Try it
Copy the lines below verbatim. Begin with the first and end with the line containing "--svg-fill-rule evenodd".

[Opening Entries provided section]

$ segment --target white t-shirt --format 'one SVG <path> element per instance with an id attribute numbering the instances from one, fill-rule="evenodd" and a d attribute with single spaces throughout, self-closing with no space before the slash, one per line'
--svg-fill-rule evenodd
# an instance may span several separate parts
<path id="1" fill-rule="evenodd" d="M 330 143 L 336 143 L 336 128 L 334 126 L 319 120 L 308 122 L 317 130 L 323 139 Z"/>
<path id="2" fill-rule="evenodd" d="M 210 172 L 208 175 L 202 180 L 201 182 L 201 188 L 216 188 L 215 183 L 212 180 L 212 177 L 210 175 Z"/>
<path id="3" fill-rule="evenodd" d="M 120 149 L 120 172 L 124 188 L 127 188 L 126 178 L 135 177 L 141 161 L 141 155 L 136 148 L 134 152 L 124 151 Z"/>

[Closing Entries provided section]

Result of the task
$ segment --target white t-shirt --format 'one SVG <path> element per instance with an id attribute numbering the instances from one, fill-rule="evenodd" and a d attribute with single spaces throughout, self-closing with no space before the slash, one per line'
--svg-fill-rule evenodd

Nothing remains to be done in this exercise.